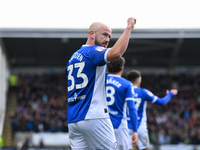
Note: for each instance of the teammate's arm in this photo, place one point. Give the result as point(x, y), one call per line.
point(121, 45)
point(166, 99)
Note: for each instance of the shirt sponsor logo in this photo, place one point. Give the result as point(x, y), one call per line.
point(100, 49)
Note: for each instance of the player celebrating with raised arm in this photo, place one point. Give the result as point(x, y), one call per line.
point(88, 119)
point(120, 93)
point(141, 98)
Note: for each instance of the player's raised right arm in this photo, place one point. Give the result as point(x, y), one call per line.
point(122, 43)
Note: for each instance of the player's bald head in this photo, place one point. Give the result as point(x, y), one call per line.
point(96, 26)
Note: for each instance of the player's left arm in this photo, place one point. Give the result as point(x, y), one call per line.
point(132, 109)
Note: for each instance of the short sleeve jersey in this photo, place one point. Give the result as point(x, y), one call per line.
point(141, 97)
point(86, 78)
point(119, 91)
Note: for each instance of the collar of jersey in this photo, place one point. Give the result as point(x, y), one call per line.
point(114, 75)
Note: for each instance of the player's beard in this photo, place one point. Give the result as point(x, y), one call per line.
point(96, 42)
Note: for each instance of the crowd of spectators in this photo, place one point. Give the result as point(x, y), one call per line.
point(42, 106)
point(42, 103)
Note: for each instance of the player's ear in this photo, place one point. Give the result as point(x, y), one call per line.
point(92, 34)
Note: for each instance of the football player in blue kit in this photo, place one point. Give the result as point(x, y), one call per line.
point(120, 94)
point(88, 119)
point(142, 96)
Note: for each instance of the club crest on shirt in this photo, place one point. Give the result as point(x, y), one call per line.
point(99, 48)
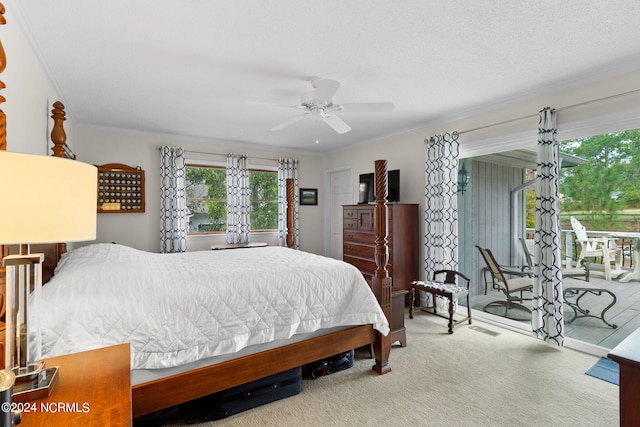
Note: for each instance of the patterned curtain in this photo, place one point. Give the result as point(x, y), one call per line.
point(238, 199)
point(441, 203)
point(287, 168)
point(547, 319)
point(173, 201)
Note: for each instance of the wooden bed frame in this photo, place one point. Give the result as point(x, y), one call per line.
point(163, 393)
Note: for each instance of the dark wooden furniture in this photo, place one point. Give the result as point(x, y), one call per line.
point(176, 389)
point(627, 354)
point(359, 240)
point(93, 387)
point(454, 286)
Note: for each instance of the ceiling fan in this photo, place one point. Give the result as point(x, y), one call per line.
point(318, 103)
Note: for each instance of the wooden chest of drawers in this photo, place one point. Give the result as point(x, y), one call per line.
point(358, 243)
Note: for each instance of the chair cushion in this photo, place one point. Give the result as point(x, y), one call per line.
point(443, 287)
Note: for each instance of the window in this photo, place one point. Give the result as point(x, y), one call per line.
point(206, 188)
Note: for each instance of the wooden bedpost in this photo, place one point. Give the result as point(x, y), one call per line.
point(3, 144)
point(381, 282)
point(290, 212)
point(59, 139)
point(3, 64)
point(58, 135)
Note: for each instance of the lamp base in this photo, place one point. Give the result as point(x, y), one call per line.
point(37, 388)
point(29, 372)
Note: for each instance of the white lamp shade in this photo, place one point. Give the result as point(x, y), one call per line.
point(46, 199)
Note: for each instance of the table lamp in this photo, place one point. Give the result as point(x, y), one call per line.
point(44, 200)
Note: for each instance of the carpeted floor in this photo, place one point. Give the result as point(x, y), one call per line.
point(480, 375)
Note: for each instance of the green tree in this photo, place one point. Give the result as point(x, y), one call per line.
point(206, 192)
point(593, 187)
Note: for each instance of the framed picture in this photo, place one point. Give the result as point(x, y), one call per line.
point(308, 196)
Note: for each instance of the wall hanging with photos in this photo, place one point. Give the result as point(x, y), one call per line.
point(120, 188)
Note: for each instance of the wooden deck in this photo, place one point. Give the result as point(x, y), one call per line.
point(625, 313)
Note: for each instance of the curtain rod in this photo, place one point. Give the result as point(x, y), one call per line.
point(225, 155)
point(556, 109)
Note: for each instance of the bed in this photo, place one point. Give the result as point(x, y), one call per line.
point(160, 388)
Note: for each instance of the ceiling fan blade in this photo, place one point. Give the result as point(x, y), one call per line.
point(325, 89)
point(367, 107)
point(336, 123)
point(287, 123)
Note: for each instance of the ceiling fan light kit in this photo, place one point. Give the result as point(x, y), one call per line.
point(318, 103)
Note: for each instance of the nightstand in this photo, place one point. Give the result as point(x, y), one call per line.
point(93, 389)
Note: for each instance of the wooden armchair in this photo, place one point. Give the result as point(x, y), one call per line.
point(602, 247)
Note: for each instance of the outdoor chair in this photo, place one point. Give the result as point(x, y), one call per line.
point(601, 247)
point(584, 289)
point(573, 291)
point(454, 286)
point(580, 270)
point(513, 288)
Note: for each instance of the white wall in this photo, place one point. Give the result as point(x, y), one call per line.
point(407, 152)
point(29, 93)
point(141, 230)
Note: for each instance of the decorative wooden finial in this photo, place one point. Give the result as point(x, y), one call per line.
point(58, 135)
point(381, 283)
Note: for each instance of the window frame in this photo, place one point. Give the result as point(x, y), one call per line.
point(198, 163)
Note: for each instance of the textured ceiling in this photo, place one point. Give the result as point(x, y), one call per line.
point(228, 70)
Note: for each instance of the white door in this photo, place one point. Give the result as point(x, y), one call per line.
point(340, 192)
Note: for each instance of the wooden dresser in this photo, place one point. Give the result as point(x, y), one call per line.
point(358, 241)
point(358, 249)
point(93, 389)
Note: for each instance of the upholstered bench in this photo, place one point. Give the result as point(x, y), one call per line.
point(447, 289)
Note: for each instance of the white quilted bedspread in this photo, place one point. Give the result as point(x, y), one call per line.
point(178, 308)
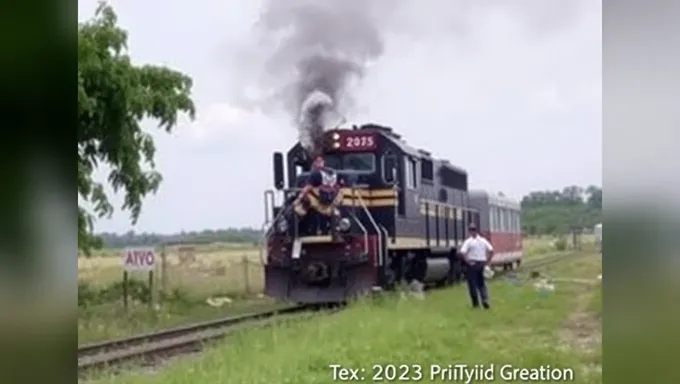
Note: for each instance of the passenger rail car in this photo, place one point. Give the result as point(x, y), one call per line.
point(384, 213)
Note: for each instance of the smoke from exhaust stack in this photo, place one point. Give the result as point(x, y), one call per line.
point(326, 44)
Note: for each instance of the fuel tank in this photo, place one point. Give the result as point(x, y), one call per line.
point(436, 269)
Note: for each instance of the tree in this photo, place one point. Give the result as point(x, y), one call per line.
point(114, 95)
point(558, 212)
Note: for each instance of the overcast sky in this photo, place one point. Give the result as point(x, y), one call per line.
point(508, 90)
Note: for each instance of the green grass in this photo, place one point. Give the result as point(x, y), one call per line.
point(187, 278)
point(110, 321)
point(526, 329)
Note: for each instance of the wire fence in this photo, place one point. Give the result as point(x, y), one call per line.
point(196, 272)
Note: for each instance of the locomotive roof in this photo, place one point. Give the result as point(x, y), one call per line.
point(395, 138)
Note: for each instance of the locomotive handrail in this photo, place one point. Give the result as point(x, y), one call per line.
point(265, 231)
point(363, 229)
point(375, 225)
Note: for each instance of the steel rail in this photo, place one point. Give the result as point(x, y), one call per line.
point(185, 337)
point(192, 337)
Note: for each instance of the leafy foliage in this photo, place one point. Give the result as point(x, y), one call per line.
point(558, 212)
point(114, 95)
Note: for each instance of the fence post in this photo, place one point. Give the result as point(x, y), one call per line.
point(164, 270)
point(246, 278)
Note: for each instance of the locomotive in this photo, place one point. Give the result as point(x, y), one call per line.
point(374, 213)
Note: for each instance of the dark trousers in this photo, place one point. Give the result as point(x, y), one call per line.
point(476, 283)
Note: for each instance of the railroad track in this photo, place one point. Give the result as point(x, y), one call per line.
point(168, 342)
point(181, 340)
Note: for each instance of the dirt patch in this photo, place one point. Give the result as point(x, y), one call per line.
point(582, 330)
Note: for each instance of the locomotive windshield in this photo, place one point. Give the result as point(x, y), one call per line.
point(357, 162)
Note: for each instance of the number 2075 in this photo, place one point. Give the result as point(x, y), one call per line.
point(359, 141)
point(401, 372)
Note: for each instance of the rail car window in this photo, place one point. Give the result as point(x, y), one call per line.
point(389, 164)
point(452, 179)
point(426, 170)
point(410, 168)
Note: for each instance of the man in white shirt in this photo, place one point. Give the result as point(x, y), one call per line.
point(476, 252)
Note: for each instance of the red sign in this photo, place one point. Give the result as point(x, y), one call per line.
point(139, 259)
point(357, 142)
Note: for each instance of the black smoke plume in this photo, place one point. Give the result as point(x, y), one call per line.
point(323, 45)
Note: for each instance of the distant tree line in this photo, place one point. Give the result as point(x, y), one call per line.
point(559, 212)
point(133, 239)
point(543, 213)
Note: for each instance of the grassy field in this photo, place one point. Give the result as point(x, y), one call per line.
point(526, 328)
point(192, 278)
point(198, 283)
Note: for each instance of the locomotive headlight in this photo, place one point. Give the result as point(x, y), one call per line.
point(282, 225)
point(344, 224)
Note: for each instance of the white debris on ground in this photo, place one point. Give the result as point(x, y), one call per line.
point(414, 289)
point(217, 302)
point(544, 285)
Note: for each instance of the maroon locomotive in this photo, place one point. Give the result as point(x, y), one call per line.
point(370, 212)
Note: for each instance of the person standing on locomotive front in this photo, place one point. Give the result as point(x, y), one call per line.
point(477, 253)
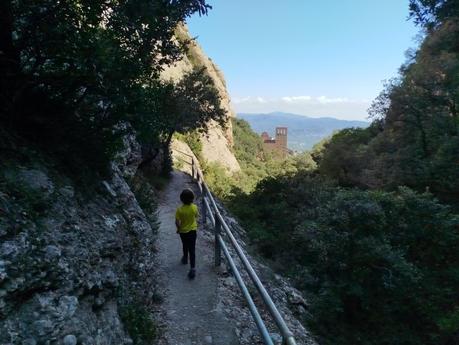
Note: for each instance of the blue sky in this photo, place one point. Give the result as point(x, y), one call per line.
point(316, 58)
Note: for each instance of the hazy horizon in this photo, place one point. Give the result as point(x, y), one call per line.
point(322, 58)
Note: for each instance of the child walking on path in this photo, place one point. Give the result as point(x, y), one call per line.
point(186, 220)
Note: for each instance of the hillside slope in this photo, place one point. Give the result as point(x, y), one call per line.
point(76, 256)
point(216, 145)
point(303, 131)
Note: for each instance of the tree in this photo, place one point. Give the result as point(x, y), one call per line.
point(73, 71)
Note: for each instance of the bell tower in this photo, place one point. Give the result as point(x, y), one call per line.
point(281, 139)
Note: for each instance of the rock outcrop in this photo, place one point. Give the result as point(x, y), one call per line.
point(75, 260)
point(216, 145)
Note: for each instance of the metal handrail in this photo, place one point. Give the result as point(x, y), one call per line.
point(209, 207)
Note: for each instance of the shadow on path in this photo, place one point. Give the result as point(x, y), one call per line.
point(192, 312)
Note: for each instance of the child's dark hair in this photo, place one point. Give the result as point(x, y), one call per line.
point(187, 196)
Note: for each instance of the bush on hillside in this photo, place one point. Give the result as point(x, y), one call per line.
point(378, 267)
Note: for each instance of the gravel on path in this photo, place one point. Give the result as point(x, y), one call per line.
point(193, 314)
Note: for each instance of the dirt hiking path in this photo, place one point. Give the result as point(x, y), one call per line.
point(193, 315)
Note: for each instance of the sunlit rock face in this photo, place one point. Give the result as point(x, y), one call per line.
point(218, 142)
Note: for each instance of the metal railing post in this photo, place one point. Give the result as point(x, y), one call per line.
point(218, 250)
point(204, 210)
point(192, 168)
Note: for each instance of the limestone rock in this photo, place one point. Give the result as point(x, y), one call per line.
point(216, 145)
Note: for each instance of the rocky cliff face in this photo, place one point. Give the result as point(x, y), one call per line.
point(217, 144)
point(74, 260)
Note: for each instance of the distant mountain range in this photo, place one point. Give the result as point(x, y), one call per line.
point(303, 131)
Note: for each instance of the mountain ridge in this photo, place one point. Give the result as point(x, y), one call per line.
point(303, 131)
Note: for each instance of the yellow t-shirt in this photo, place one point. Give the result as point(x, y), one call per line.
point(187, 215)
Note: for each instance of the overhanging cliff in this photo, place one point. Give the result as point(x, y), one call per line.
point(216, 145)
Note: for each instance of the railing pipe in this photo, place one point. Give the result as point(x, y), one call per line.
point(219, 222)
point(209, 211)
point(286, 333)
point(218, 254)
point(253, 309)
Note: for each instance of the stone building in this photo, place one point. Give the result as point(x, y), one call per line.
point(278, 144)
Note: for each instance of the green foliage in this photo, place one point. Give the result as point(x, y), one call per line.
point(75, 75)
point(414, 138)
point(378, 267)
point(139, 324)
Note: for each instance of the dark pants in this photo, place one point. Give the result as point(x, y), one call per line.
point(189, 246)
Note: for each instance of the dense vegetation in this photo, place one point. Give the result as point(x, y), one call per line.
point(371, 235)
point(256, 164)
point(77, 76)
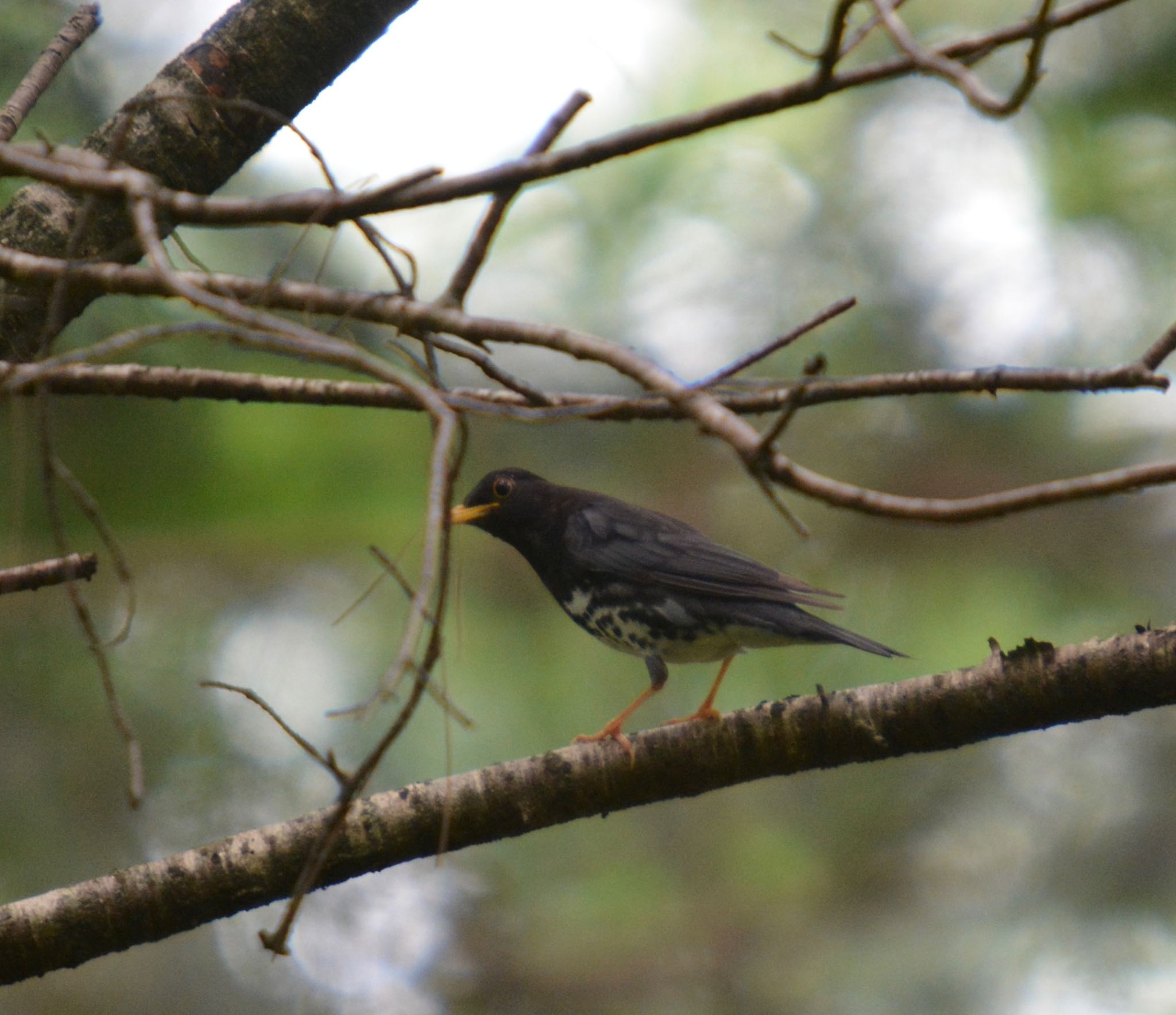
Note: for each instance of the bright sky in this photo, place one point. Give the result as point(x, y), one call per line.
point(460, 84)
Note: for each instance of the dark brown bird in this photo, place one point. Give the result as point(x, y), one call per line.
point(649, 585)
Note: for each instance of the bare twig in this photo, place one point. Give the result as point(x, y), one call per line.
point(93, 513)
point(78, 170)
point(454, 295)
point(777, 344)
point(326, 760)
point(32, 576)
point(1031, 688)
point(958, 73)
point(1160, 350)
point(199, 382)
point(50, 475)
point(78, 30)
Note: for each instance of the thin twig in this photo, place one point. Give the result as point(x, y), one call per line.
point(200, 382)
point(82, 611)
point(326, 761)
point(32, 576)
point(454, 295)
point(777, 344)
point(1160, 350)
point(74, 168)
point(80, 26)
point(958, 73)
point(93, 513)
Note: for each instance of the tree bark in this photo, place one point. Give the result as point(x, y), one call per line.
point(1033, 687)
point(274, 53)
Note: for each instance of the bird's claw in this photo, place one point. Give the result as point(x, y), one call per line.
point(708, 713)
point(610, 732)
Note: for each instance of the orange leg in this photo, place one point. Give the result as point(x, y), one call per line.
point(613, 729)
point(707, 710)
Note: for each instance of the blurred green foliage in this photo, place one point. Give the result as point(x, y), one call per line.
point(1011, 877)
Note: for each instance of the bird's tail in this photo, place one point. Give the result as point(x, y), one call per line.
point(820, 631)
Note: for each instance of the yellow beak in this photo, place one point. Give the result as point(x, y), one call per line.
point(462, 514)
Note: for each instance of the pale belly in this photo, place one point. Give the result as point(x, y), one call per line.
point(667, 631)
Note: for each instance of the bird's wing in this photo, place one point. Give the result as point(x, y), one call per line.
point(632, 544)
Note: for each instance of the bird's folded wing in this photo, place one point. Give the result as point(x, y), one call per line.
point(632, 544)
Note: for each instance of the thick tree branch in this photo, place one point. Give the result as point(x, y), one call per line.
point(1032, 688)
point(276, 53)
point(199, 382)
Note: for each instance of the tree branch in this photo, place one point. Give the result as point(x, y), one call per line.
point(32, 576)
point(276, 53)
point(1033, 687)
point(78, 30)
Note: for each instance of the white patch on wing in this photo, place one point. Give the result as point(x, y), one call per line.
point(674, 612)
point(578, 606)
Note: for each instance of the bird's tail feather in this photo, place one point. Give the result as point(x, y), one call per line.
point(821, 631)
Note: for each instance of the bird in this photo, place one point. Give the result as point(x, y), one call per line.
point(649, 585)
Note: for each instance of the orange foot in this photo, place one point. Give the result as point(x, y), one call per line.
point(706, 712)
point(610, 732)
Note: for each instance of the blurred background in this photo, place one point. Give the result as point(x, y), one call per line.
point(1034, 875)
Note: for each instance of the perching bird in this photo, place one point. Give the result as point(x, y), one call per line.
point(647, 584)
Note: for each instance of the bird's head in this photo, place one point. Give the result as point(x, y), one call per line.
point(506, 501)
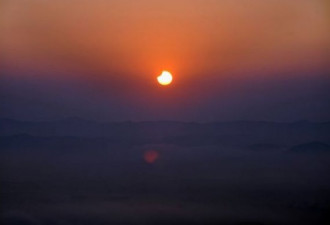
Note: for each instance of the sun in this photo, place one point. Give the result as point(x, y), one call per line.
point(165, 78)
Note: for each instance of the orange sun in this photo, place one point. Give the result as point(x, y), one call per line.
point(165, 78)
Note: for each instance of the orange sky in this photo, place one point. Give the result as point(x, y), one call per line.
point(187, 37)
point(230, 59)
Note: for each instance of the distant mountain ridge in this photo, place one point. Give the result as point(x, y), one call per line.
point(239, 133)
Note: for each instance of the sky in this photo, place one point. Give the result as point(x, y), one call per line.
point(230, 60)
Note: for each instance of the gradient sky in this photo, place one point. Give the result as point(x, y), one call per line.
point(231, 60)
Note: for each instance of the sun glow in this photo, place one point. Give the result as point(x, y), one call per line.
point(165, 78)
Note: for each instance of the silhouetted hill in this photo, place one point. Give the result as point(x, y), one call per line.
point(239, 133)
point(311, 147)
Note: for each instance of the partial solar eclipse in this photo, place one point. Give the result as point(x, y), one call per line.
point(165, 78)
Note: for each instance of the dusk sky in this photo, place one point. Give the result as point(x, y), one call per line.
point(230, 60)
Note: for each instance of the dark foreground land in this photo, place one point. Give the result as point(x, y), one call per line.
point(83, 172)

|---|

INSTRUCTIONS TO FOLLOW.
Render the listing from the line containing "Note: for each instance of the gradient" through the end of the listing as a Markdown table with a column named "No." holding the row number and a column named "Text" holding the line, leaving out blank lines.

EXERCISE RESPONSE.
| No. | Text |
|---|---|
| 1 | Note: for each instance of the gradient sky in this photo, place one point. Give the result as point(x, y), one call per line. |
| 2 | point(231, 60) |
| 3 | Note: for each instance of the sun glow in this photo, place one point. Give the result as point(x, y), one call per line. |
| 4 | point(165, 78) |
| 5 | Note: for each instance of the silhouetted hill in this photo, place one point. Give the result as point(x, y), one call per line. |
| 6 | point(239, 133) |
| 7 | point(311, 147) |
| 8 | Note: for each instance of the partial solar eclipse in this photo, place one point. Give the result as point(x, y), one call per line. |
| 9 | point(165, 78) |
| 10 | Note: for each instance of the dusk sky in this photo, place one point. Give the result as point(x, y), one call per line. |
| 11 | point(230, 60) |
| 12 | Note: for each instance of the dark foreground land in this photo, place one point. Give the result as point(x, y), one call per line. |
| 13 | point(83, 172) |